▶ [What is needed] In the records that come next, find every line with "wall". Return those lines.

▶ [Exercise data]
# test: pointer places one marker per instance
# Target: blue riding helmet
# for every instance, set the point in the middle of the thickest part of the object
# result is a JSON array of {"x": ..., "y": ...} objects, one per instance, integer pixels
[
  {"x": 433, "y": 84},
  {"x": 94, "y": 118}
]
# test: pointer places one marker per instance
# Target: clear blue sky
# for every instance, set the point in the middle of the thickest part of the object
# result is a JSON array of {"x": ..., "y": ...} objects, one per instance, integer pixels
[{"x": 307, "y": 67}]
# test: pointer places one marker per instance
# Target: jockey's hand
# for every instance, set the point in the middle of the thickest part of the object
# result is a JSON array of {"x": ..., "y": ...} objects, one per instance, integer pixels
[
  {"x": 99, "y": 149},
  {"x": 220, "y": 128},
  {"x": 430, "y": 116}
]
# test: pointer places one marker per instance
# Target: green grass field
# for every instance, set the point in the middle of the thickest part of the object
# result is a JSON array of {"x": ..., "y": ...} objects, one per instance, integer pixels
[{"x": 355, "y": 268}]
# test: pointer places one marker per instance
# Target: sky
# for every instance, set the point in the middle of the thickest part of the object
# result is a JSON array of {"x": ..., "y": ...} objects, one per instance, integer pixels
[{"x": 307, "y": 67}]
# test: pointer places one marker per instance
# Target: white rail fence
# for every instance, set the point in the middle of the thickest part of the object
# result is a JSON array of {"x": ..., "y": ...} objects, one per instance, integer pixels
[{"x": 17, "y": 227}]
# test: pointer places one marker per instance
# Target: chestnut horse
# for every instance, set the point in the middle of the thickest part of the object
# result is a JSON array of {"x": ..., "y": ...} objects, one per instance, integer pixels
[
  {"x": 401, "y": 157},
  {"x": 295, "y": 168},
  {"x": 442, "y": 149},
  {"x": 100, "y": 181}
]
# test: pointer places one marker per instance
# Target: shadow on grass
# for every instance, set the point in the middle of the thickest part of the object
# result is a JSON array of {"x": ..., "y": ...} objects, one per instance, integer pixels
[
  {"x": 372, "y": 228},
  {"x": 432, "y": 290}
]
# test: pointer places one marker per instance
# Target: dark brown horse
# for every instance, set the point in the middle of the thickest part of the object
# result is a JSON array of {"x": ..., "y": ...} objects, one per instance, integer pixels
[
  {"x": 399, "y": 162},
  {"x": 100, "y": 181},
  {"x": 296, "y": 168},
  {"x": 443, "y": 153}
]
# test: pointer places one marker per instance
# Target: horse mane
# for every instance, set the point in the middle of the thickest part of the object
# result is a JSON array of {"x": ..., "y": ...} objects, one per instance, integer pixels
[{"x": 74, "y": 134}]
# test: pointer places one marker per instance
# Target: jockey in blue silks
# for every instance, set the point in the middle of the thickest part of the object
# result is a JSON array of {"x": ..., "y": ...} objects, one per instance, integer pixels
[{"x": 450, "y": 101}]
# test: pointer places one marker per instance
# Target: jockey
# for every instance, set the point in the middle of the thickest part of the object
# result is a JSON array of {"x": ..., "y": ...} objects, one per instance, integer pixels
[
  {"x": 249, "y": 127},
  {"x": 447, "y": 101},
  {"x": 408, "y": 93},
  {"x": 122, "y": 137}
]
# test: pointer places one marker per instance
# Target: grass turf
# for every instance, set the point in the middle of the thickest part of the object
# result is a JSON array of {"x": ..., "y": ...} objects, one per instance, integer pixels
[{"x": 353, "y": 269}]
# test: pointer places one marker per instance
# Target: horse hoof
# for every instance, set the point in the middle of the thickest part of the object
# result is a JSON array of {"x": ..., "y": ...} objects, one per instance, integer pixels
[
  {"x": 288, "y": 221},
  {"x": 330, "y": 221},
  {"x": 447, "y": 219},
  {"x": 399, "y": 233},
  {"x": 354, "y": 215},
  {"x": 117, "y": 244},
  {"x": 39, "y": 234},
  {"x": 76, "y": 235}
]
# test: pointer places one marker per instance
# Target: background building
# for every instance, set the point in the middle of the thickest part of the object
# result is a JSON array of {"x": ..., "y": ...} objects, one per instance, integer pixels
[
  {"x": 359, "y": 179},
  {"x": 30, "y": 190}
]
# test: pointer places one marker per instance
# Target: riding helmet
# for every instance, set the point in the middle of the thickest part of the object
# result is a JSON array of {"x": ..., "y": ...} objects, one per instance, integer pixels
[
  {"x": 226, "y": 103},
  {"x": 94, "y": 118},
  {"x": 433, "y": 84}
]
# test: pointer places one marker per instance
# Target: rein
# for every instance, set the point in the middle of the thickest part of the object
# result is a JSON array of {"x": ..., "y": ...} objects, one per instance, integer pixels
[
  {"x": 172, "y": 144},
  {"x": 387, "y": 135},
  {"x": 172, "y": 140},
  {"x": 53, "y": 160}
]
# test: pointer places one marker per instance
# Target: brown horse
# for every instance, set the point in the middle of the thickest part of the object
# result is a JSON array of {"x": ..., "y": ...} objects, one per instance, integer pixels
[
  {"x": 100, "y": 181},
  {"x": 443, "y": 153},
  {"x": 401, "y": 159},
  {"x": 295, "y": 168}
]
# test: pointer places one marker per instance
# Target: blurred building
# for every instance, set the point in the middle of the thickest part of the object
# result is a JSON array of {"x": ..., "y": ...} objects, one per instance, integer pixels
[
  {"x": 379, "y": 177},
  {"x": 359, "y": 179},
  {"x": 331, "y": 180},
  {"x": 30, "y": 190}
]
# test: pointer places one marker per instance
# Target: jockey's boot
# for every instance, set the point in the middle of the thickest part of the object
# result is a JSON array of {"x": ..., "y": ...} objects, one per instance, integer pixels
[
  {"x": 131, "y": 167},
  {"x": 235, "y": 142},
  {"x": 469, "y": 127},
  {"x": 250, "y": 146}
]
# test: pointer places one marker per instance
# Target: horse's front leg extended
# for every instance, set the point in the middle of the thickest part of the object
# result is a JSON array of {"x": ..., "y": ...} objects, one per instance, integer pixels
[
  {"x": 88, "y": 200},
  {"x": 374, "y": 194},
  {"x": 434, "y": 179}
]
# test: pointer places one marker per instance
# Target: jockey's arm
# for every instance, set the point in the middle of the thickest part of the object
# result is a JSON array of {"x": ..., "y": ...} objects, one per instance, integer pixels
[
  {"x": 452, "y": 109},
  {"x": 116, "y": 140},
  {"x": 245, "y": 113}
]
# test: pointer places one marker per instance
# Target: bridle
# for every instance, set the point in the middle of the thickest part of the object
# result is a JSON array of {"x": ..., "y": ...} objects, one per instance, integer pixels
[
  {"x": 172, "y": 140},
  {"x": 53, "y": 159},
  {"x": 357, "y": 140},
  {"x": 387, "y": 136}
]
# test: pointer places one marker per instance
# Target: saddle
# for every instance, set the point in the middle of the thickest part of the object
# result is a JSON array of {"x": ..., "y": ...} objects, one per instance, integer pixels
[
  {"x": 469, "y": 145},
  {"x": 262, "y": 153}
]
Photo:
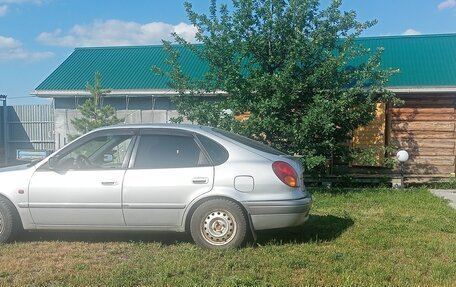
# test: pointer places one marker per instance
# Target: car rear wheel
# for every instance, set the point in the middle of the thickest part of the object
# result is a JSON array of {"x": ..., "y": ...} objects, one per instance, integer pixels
[
  {"x": 218, "y": 224},
  {"x": 8, "y": 222}
]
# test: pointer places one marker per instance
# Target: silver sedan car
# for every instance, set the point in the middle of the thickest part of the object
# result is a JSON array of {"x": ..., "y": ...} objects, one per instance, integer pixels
[{"x": 216, "y": 185}]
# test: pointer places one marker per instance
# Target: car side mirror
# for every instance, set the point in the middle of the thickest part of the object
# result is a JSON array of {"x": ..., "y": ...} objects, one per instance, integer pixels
[
  {"x": 107, "y": 158},
  {"x": 53, "y": 162}
]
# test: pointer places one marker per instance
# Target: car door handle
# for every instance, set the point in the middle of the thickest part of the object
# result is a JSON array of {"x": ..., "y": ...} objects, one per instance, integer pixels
[
  {"x": 109, "y": 182},
  {"x": 200, "y": 180}
]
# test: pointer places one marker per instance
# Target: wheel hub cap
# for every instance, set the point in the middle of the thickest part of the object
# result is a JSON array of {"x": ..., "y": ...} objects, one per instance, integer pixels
[{"x": 218, "y": 227}]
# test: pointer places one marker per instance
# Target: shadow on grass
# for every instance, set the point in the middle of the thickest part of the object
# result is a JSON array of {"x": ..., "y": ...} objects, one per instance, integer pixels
[
  {"x": 165, "y": 238},
  {"x": 319, "y": 228}
]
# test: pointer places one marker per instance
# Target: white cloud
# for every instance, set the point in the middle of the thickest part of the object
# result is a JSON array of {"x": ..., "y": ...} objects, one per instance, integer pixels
[
  {"x": 12, "y": 49},
  {"x": 116, "y": 33},
  {"x": 447, "y": 4},
  {"x": 22, "y": 1},
  {"x": 4, "y": 4},
  {"x": 3, "y": 10},
  {"x": 411, "y": 32}
]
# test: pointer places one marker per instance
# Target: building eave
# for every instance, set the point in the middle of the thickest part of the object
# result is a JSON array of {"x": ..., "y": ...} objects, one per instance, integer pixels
[
  {"x": 167, "y": 92},
  {"x": 139, "y": 92},
  {"x": 423, "y": 90}
]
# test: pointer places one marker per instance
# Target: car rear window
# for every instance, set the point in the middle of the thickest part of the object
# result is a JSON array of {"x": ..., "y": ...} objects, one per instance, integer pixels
[{"x": 249, "y": 142}]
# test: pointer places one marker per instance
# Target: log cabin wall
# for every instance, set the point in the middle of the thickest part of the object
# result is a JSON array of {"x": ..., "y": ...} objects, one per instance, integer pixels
[{"x": 425, "y": 127}]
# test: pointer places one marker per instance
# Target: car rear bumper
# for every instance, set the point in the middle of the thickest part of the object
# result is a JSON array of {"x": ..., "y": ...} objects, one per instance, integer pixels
[{"x": 279, "y": 213}]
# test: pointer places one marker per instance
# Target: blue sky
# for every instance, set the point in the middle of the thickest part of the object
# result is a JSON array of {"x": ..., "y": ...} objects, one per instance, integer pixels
[{"x": 37, "y": 35}]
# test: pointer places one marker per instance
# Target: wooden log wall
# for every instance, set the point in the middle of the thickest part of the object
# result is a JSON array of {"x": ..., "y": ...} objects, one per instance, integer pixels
[{"x": 425, "y": 127}]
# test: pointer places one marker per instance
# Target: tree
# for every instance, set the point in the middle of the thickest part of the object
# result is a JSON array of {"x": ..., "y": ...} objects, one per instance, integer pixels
[
  {"x": 295, "y": 67},
  {"x": 94, "y": 113}
]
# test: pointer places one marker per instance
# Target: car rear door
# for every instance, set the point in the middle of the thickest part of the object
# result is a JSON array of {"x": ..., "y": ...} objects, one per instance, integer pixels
[{"x": 168, "y": 170}]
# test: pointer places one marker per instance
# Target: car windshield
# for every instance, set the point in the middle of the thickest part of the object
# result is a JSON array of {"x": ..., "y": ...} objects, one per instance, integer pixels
[{"x": 249, "y": 142}]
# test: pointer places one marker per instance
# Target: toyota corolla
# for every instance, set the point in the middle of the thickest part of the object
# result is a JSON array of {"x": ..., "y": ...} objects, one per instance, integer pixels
[{"x": 214, "y": 184}]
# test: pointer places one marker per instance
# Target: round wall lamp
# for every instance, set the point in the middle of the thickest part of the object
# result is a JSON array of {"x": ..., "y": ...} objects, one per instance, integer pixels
[{"x": 402, "y": 156}]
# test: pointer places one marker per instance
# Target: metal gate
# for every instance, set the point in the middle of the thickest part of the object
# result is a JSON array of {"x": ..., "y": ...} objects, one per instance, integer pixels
[{"x": 29, "y": 131}]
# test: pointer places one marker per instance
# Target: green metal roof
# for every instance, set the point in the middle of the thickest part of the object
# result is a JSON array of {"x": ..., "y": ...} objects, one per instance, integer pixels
[
  {"x": 123, "y": 68},
  {"x": 423, "y": 61}
]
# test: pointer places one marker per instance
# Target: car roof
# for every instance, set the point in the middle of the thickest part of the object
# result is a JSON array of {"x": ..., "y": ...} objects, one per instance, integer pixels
[{"x": 159, "y": 126}]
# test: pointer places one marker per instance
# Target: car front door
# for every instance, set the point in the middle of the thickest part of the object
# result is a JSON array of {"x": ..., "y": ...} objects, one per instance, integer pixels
[
  {"x": 82, "y": 184},
  {"x": 169, "y": 170}
]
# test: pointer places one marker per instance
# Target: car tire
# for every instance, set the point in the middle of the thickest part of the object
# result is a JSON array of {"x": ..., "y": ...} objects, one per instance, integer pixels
[
  {"x": 9, "y": 223},
  {"x": 218, "y": 224}
]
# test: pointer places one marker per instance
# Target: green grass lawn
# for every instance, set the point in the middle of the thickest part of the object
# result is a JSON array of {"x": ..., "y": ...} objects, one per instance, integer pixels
[{"x": 359, "y": 237}]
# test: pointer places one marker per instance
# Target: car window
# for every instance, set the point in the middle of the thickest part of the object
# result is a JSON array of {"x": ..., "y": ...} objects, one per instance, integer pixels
[
  {"x": 104, "y": 152},
  {"x": 169, "y": 151},
  {"x": 217, "y": 152},
  {"x": 249, "y": 142}
]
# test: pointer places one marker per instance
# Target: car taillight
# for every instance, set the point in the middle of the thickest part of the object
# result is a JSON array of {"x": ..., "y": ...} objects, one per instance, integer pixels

▶ [Completed exercise]
# Target: log cabin wall
# Target: wooden log wall
# Target: round wall lamp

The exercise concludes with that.